Provided passage =>
[Start of section]
How to Use Industrial Hygiene to Improve Worker Health & Safety

Much like everyday hygiene, industrial hygiene is a term associated with health and habits that help to keep you from getting sick and injured. In an industrial setting, hygiene also is used as a blanket safety term for a number of other workplace hazards that can be addressed via not only traditional personal hygiene, but also attention to detail, and the following of safety protocols.

According to the National Institutes of Health:

The profession of industrial hygiene uses strict and rigorous scientific methodology and often requires professional experience in determining the potential for hazard and evaluating exposures or risk in workplace and environmental studies.

-NIH – What is Industrial Hygiene

Industrial Hygiene Analysis

The first step in working toward any kind of industrial hygiene plan is to conduct a workplace analysis. Basically, you need to be looking through your workplace for anything that could pose a threat to worker health. While industrial hygiene sounds like it has to do specifically with the kinds of diseases and sickness that we commonly associate with personal hygiene, in an an industrial setting we also want to take into account all other potential sources of injury and danger.
[End of section]
Task brief =>
Answer these questions from the industrial hygiene article:
(a) Which organization does the article quote on the profession of industrial hygiene?
(b) What does the article give as the first step toward any industrial hygiene plan?
(c) Besides traditional personal hygiene, what two means of addressing workplace hazards does the article name?

Supplied information =>
[Start of section]
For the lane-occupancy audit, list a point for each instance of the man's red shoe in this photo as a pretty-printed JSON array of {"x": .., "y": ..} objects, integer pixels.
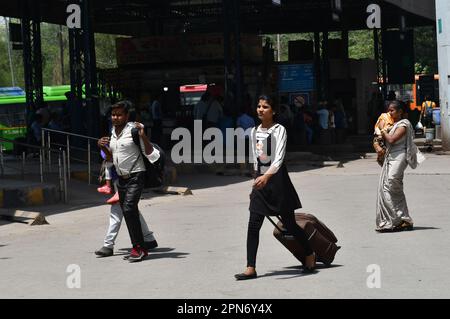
[
  {"x": 105, "y": 189},
  {"x": 113, "y": 200},
  {"x": 137, "y": 254}
]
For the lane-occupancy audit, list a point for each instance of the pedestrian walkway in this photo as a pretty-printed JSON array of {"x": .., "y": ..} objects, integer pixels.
[{"x": 202, "y": 242}]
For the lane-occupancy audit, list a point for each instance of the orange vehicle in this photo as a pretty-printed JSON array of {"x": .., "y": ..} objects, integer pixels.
[{"x": 424, "y": 85}]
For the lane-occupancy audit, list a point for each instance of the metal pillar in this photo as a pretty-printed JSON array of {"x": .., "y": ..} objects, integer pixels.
[
  {"x": 83, "y": 69},
  {"x": 381, "y": 63},
  {"x": 227, "y": 52},
  {"x": 344, "y": 36},
  {"x": 238, "y": 65},
  {"x": 317, "y": 65},
  {"x": 326, "y": 67},
  {"x": 32, "y": 57}
]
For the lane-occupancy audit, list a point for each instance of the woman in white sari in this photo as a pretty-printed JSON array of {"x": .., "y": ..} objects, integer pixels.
[{"x": 392, "y": 210}]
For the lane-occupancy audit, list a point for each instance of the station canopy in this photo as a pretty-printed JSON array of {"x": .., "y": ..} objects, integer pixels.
[{"x": 150, "y": 17}]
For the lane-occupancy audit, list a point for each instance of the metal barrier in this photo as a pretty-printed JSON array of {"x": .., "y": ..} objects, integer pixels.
[
  {"x": 47, "y": 143},
  {"x": 62, "y": 169}
]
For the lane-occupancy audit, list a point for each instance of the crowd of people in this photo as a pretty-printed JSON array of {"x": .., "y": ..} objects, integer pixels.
[{"x": 272, "y": 193}]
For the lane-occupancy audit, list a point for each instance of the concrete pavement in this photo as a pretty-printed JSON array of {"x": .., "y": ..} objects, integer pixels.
[{"x": 202, "y": 242}]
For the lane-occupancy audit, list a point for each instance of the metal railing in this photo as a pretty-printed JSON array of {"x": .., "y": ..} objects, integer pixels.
[
  {"x": 33, "y": 149},
  {"x": 47, "y": 143}
]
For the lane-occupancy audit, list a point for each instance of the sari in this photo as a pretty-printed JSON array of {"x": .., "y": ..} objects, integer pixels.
[{"x": 392, "y": 210}]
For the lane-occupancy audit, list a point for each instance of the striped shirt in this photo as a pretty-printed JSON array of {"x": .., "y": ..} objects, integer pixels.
[{"x": 259, "y": 137}]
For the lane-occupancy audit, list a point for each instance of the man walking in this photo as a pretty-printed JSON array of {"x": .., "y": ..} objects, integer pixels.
[
  {"x": 130, "y": 168},
  {"x": 115, "y": 221}
]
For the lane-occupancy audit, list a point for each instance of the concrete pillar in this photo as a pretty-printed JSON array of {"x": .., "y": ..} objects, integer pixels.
[{"x": 443, "y": 39}]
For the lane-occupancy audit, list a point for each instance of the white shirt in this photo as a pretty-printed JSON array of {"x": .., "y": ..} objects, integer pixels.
[
  {"x": 259, "y": 147},
  {"x": 215, "y": 112},
  {"x": 126, "y": 156}
]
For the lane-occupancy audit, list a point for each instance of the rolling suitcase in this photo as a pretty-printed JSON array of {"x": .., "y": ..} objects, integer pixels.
[{"x": 321, "y": 238}]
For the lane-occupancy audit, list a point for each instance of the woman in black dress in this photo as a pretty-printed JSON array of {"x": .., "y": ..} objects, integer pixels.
[{"x": 273, "y": 193}]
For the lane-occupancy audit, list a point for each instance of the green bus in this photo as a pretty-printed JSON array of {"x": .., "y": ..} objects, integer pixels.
[{"x": 13, "y": 110}]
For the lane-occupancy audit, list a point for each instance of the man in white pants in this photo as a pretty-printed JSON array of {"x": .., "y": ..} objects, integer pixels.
[{"x": 115, "y": 221}]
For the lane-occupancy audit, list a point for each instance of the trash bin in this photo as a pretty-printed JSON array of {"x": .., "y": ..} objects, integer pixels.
[
  {"x": 429, "y": 135},
  {"x": 438, "y": 132},
  {"x": 437, "y": 116}
]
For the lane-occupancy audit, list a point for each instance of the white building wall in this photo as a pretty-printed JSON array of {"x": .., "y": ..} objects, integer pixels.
[{"x": 443, "y": 39}]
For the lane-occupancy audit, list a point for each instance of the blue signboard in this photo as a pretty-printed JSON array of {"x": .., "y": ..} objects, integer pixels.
[{"x": 295, "y": 77}]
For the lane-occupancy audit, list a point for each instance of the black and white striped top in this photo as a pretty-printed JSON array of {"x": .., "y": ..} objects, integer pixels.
[{"x": 259, "y": 147}]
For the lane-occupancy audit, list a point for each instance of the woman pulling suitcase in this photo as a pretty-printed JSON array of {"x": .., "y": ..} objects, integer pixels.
[{"x": 273, "y": 193}]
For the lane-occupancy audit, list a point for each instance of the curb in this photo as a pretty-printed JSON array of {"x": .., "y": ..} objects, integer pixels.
[{"x": 28, "y": 196}]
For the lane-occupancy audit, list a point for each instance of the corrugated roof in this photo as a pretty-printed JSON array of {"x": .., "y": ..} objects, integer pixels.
[{"x": 424, "y": 8}]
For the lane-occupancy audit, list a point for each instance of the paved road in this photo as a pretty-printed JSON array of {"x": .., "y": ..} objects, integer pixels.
[{"x": 202, "y": 242}]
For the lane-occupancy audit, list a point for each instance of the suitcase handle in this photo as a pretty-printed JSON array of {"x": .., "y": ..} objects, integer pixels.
[
  {"x": 273, "y": 223},
  {"x": 284, "y": 233}
]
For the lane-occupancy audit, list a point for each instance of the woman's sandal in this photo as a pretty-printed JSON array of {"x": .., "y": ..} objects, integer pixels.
[
  {"x": 310, "y": 270},
  {"x": 244, "y": 276}
]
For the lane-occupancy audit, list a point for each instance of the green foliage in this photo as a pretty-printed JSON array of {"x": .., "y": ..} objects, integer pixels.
[{"x": 51, "y": 56}]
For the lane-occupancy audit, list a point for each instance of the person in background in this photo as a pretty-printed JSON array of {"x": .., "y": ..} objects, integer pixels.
[
  {"x": 156, "y": 113},
  {"x": 392, "y": 212},
  {"x": 427, "y": 112}
]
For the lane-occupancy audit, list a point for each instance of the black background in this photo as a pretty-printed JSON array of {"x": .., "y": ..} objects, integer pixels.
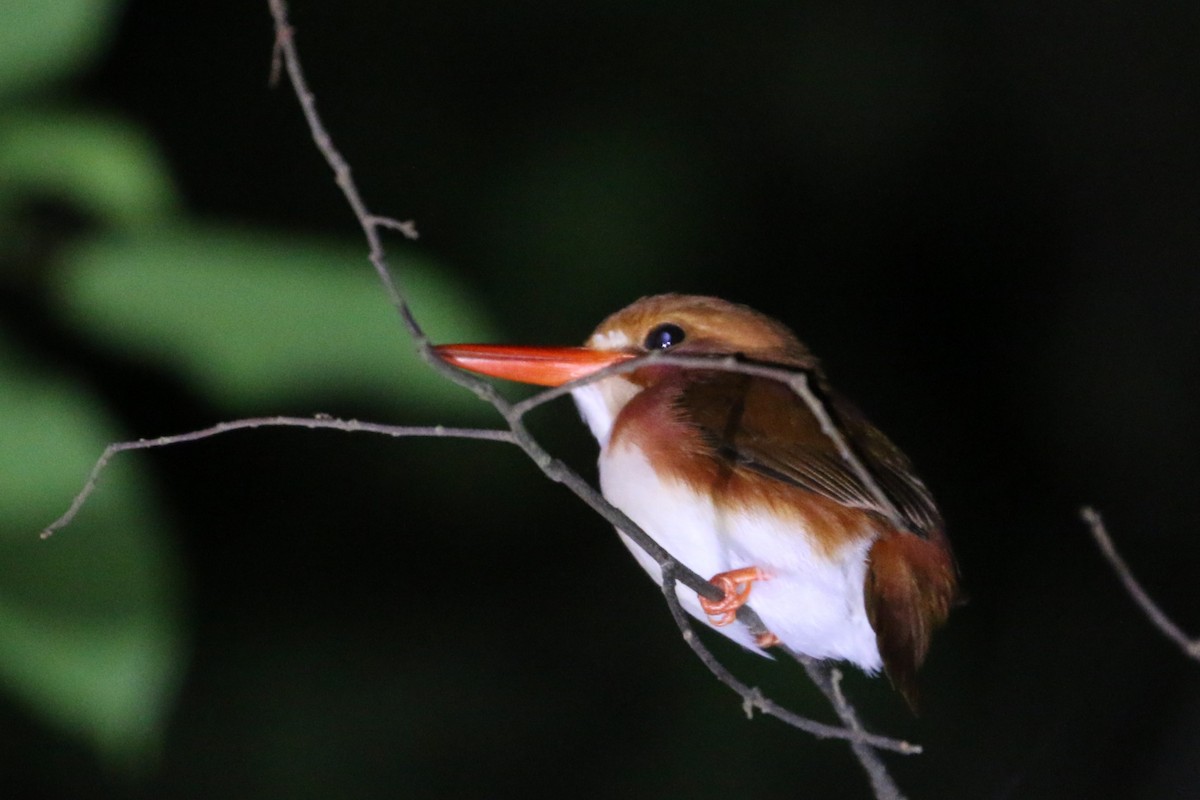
[{"x": 985, "y": 220}]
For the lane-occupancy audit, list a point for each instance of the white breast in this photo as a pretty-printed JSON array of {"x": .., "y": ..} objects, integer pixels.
[{"x": 813, "y": 603}]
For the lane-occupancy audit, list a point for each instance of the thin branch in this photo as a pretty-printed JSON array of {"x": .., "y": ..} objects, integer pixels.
[
  {"x": 318, "y": 421},
  {"x": 862, "y": 743},
  {"x": 754, "y": 698},
  {"x": 514, "y": 415},
  {"x": 1150, "y": 608}
]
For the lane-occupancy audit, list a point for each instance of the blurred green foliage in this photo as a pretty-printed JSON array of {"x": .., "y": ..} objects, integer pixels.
[{"x": 91, "y": 631}]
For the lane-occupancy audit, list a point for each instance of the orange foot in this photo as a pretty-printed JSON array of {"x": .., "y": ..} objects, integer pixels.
[{"x": 736, "y": 584}]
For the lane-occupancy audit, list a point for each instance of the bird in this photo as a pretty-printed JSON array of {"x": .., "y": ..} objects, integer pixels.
[{"x": 735, "y": 476}]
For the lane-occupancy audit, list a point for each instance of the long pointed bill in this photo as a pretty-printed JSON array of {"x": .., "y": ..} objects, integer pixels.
[{"x": 529, "y": 365}]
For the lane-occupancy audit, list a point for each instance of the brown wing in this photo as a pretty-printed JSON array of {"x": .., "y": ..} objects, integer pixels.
[{"x": 762, "y": 426}]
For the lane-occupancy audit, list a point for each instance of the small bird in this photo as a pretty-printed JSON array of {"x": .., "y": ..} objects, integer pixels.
[{"x": 733, "y": 475}]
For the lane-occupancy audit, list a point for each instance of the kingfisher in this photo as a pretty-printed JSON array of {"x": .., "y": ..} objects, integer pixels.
[{"x": 733, "y": 475}]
[End of section]
Solution to this task =>
(a) The National Institutes of Health.
(b) Conducting a workplace analysis.
(c) Attention to detail and the following of safety protocols.